* **PAGE EXTRACT**:
•••
Most finance agreements, such as a Personal Contract Purchase or Personal Contract Hire, require you to estimate your annual mileage at the beginning of the contract, this is part of the information that goes to make up the (Guaranteed Minimum Future Value), the value of the car at the end of the contract. If you under-estimate your mileage you will have to pay for the excess miles at the end of the agreement.
Bad credit history
When you apply for a loan or car finance the Lender will usually want to check your credit history with a credit reference agency, this will tell them how you have performed in the past and indicate how likely you are to make the repayments.
If your credit history is good and you do not have any defaults or CCJ’s against your name you will probably get the loan, but a poor credit score will affect the chance of you receiving credit. Your credit score is something to actively protect for the future and can be checked with a credit reference agency such as Experian.
You may have a cash deposit towards your new car or maybe you are going to part exchange your existing car; the balance financed is the actual amount you end up borrowing for your next car purchase.
Balloon payment or (GMFV)
A balloon payment also known as the (Guaranteed Minimum Future Value) is the sum that is deferred until the end of some car finance agreements, for instance on Personal Contract Purchase and Personal Contract Hire contracts. Deferring the payment means you will make lower monthly repayments for the duration of the contract, at the end of the agreement you will have the option to pay a balloon payment to buy the car outright.
A Conditional Sale is a finance agreement which providing you have paid in full and met the terms of the agreement, the the car will automatically belong to you. Similar to an HP agreement except with the HP an “Option to Purchase” fee has to be paid before ownership of the car transfers to you.
This is the legally-binding contract containing the details of the finance agreement between the finance company and you, the borrower. The credit agreement includes the terms including the amount borrowed, period of the loan and the fixed APR, as well as your rights and responsibilities.
The scoring system used by the finance companies to determine your credit history when making a decision on a car loan application.
As part of a promotional or marketing campaign some car dealers will often be prepared to make a contribution towards the minimum deposit payment required under a finance agreement.
Depreciation is the amount a car will devalue over a period of time.
Otherwise known as the Administration fee, this is the charge you will need to pay for the setting up of the finance contract and the issue of documentation. This fee is included as part of the cost when the APR is calculated.
If you want to repay a loan or finance agreement before the end of the contract, you will need to request, from the Lender, an “early settlement” figure. By paying the finance company early you may save on the interest that would have been charged for the remainder of the agreement.
•••
* **ACTIONS TO TAKE**:
**A.** In the car finance glossary, swap "balloon payment" for "final payment" and write out the passage from "A balloon payment also" to "transfers to you.".
**B.** Answer these questions from the car finance glossary:
(i) Which credit reference agency is named as an example?
(ii) What happens if you under-estimate your annual mileage?
(iii) The charge for setting up the finance contract is included when what is calculated?
The records have no connection to anything asked about the text.
•••
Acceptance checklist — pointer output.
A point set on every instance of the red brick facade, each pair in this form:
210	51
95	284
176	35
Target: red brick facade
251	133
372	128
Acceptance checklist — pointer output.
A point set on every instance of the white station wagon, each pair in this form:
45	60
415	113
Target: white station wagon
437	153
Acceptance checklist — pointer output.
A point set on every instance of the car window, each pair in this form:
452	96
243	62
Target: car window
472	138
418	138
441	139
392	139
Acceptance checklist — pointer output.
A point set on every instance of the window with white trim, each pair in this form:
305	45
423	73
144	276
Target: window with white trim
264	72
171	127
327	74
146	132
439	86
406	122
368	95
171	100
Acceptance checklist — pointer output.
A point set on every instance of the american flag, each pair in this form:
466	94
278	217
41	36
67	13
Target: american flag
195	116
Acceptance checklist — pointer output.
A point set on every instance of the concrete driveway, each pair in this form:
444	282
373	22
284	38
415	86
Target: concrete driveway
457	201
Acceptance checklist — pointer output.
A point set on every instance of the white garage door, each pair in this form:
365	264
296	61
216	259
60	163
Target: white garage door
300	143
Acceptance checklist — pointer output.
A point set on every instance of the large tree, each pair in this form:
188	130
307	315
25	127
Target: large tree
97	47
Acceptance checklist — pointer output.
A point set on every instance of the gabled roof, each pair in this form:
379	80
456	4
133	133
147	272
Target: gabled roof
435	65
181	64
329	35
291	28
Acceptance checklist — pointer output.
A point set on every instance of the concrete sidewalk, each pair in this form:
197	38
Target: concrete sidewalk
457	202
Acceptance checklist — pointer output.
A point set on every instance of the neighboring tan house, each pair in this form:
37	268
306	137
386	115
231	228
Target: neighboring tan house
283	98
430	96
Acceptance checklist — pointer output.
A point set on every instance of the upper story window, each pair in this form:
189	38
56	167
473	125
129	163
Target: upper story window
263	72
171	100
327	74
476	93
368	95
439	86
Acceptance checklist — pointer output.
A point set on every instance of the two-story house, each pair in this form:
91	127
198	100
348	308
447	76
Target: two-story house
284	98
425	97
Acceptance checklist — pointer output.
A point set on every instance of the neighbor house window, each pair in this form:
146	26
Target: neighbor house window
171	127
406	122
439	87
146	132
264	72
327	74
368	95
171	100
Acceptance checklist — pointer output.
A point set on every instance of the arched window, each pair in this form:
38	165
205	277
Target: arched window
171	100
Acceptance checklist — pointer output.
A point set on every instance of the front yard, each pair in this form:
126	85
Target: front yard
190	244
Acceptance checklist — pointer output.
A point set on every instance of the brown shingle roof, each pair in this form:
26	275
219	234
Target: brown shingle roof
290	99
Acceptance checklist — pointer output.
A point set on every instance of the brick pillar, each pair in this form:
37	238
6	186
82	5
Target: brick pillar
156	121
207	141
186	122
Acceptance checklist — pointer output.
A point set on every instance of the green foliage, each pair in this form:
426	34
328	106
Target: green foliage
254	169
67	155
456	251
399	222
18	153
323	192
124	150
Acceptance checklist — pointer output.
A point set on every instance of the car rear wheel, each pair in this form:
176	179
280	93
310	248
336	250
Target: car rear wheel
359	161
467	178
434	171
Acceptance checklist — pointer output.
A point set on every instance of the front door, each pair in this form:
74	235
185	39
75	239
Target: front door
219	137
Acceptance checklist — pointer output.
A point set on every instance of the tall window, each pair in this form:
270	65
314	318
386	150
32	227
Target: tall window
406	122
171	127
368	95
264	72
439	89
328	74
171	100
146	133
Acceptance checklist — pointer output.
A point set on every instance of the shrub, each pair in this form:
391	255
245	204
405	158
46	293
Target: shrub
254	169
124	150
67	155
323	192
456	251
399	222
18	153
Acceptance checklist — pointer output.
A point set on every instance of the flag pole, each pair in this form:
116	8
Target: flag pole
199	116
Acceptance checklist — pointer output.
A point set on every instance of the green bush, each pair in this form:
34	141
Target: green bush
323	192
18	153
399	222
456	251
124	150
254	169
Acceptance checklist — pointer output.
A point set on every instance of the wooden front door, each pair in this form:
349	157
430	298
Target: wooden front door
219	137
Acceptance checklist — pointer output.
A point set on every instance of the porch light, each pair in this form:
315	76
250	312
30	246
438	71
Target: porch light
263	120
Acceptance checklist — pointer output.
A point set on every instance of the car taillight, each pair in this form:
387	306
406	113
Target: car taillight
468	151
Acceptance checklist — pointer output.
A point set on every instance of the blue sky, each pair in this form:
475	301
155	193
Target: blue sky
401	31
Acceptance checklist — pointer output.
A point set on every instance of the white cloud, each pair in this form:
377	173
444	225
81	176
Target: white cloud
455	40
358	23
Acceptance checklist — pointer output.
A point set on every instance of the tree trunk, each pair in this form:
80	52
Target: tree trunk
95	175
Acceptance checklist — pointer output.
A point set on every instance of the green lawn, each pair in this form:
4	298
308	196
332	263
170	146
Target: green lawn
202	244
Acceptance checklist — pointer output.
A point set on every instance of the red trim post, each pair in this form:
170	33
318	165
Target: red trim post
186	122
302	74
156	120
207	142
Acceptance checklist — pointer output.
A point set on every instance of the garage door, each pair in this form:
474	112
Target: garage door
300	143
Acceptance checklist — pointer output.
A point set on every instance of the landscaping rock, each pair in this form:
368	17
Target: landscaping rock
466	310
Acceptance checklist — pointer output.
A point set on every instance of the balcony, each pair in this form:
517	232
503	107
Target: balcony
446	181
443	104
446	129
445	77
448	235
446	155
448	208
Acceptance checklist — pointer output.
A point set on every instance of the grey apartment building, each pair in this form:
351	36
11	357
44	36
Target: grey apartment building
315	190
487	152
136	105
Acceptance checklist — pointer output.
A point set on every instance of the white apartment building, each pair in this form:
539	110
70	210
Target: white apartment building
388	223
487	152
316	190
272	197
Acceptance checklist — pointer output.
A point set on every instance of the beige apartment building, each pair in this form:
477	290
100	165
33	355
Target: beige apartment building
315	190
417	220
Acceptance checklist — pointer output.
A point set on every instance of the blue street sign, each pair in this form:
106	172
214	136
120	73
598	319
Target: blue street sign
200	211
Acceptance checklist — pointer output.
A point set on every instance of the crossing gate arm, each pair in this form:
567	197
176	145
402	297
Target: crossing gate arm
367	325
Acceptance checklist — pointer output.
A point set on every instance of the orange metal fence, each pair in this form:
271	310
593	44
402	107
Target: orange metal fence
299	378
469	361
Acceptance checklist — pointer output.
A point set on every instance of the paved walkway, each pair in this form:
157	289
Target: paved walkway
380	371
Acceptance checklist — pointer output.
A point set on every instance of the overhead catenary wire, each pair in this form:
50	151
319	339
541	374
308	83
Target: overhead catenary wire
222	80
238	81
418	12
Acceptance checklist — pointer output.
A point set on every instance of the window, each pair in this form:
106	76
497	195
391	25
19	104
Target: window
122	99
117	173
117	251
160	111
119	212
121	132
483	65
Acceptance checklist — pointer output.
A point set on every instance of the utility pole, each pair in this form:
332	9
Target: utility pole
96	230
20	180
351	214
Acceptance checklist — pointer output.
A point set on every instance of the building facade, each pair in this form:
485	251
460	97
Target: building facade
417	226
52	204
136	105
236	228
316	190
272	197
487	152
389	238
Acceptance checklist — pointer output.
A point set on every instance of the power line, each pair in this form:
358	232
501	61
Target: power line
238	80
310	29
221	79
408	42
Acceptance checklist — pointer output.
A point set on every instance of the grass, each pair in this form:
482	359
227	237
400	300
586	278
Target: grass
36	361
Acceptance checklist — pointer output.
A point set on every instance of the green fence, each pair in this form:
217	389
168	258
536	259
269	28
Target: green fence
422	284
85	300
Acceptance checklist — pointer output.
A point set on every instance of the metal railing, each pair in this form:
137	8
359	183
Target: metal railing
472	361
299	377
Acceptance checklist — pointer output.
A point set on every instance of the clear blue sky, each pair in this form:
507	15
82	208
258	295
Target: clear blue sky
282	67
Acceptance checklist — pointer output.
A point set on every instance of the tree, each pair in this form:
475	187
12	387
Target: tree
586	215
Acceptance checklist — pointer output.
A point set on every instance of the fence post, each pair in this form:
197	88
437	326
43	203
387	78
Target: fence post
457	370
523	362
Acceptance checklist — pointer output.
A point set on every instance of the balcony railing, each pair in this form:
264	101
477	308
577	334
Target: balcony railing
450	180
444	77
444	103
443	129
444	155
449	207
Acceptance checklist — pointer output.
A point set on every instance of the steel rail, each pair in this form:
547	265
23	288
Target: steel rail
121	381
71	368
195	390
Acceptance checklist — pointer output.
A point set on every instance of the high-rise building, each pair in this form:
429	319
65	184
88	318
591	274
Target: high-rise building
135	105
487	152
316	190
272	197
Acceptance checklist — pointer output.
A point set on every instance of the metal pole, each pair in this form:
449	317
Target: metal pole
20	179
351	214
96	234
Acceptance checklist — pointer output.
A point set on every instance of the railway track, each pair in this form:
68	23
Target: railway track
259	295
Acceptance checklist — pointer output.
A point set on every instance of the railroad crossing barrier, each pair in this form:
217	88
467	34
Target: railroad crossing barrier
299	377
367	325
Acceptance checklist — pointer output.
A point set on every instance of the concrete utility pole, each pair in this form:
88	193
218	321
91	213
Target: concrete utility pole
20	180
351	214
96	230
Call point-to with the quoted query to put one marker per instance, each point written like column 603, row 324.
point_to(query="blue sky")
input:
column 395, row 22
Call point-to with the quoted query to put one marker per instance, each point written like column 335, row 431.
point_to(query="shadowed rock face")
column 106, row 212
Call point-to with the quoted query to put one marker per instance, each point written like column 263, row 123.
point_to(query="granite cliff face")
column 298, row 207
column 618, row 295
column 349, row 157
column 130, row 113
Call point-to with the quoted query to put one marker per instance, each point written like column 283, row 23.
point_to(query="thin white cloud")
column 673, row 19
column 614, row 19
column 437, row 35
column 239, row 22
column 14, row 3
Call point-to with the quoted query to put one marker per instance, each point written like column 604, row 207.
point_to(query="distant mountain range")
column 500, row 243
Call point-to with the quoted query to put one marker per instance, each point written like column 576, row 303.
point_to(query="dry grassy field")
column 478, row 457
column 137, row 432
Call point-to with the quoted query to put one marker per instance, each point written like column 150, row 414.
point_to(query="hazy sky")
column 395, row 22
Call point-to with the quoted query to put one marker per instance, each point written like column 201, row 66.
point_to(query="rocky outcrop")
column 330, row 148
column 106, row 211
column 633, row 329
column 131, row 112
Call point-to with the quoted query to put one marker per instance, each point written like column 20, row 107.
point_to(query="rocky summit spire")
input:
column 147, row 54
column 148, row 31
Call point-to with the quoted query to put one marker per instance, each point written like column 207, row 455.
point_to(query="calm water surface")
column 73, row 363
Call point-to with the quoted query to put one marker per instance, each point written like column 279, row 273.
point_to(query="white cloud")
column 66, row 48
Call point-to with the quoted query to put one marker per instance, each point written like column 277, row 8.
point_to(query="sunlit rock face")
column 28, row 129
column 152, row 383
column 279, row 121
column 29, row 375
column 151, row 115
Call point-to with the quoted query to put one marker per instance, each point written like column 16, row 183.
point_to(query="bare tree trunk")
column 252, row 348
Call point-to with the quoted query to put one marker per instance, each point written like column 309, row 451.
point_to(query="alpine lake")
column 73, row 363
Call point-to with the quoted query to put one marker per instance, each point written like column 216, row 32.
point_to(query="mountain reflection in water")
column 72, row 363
•••
* **SOLVED PROBLEMS**:
**A.**
A final payment also known as the (Guaranteed Minimum Future Value) is the sum that is deferred until the end of some car finance agreements, for instance on Personal Contract Purchase and Personal Contract Hire contracts. Deferring the payment means you will make lower monthly repayments for the duration of the contract, at the end of the agreement you will have the option to pay a final payment to buy the car outright.
A Conditional Sale is a finance agreement which providing you have paid in full and met the terms of the agreement, the the car will automatically belong to you. Similar to an HP agreement except with the HP an “Option to Purchase” fee has to be paid before ownership of the car transfers to you.

**B.**
(i) Experian.
(ii) You have to pay for the excess miles at the end of the agreement.
(iii) The APR.